### SHORT EXERCISE
Decide whether each statement below agrees with the passage on foreign policy. Answer yes or no for each, and quote the words of the passage that settle it.
1. The speaker would have signed the New START treaty.
2. The speaker sums up the guiding principles as peace through strength and clarity.
3. The Reagan philosophy is credited with a complete and lasting victory in South and Central America.

I obviously don't think that, but I'm also quite willing be honest about my strengths. My background is in the business world, and my greatest strength concerns the economy. My motivation in running for president is to apply my leadership skills to all issues -- foreign and domestic. But clearly, as I have met with foreign policy luminaries like John Bolton and Henry Kissinger, I have done a lot more listening than talking -- because they know a lot more about it than I do, and it would be absurd for me to claim otherwise.
That said, a man taking the oath of office for the presidency must have a sense of America's place in the world, and must have a clear idea of the challenges, threats and opportunities that present themselves. Otherwise, success on the economic front likely goes for naught, as mistakes in the international arena tend to be costly both in the short term and in the long term.
My approach to foreign policy is to apply a general set of principles to each situation we face, and I have summarized these principles as peace through strength and clarity. This is a modernized version of the Reagan philosophy that helped bring down the Soviet Union and the communist regimes of Eastern Europe, and also won a series of victories -- though not a complete and lasting victory -- in South and Central America.
What does this mean?
In a broad sense, it means that I would not retreat on initiatives that strengthen America's strategic standing in order to buy some sort of accommodation with those who do not have an interest in our security. For example, I would not have welched on America's commitment to install a missile defense system in Eastern Europe because the Russians didn't like it. The security of the U.S. and our allies would take precedence over the concerns of a nation whose strategic interests are often contrary to ours.
That is one of the reasons I would not have signed the New START treaty, as President Obama did in 2010. Not only did that treaty commit America to arms reductions that the Russians would not necessarily have to match, but it permitted them to maintain a sizable advantage in tactical nuclear weapons, while ignoring programs and ambitions of other nations like Iran, North Korea, China and Pakistan. But more to the point, we simply don't need to be signing treaties like this with unfriendly countries. The United States can make its own decisions about the nature and the volume of strategic assets we want to deploy. We don't need to ask anyone's permission.
As president, I intend to be a strong supporter of America's strongest allies, and that absolutely includes Israel. I agree with the statement of Prime Minister Benjamin Netanyahu that if Israel's enemies were to lay down their weapons today, there would be peace, whereas if Israel were to lay down its weapons, there would be no more Israel. Supporting Israel is crucial not only because it is an important strategic ally, but also because it is the most free and democratic nation in the region, and a threat to Israel's security is a threat to freedom everywhere.

### Region segmentation data
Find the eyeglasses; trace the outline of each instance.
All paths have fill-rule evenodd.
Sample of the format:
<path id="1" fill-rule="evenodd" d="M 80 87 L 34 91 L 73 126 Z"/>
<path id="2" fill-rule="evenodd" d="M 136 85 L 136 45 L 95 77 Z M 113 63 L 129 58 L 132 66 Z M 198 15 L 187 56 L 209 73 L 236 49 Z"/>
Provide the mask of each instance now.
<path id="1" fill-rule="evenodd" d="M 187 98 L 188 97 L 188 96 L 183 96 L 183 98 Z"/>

### FINISHED TASK
1. No: "That is one of the reasons I would not have signed the New START treaty, as President Obama did in 2010."
2. Yes: "I have summarized these principles as peace through strength and clarity."
3. No: "won a series of victories -- though not a complete and lasting victory -- in South and Central America."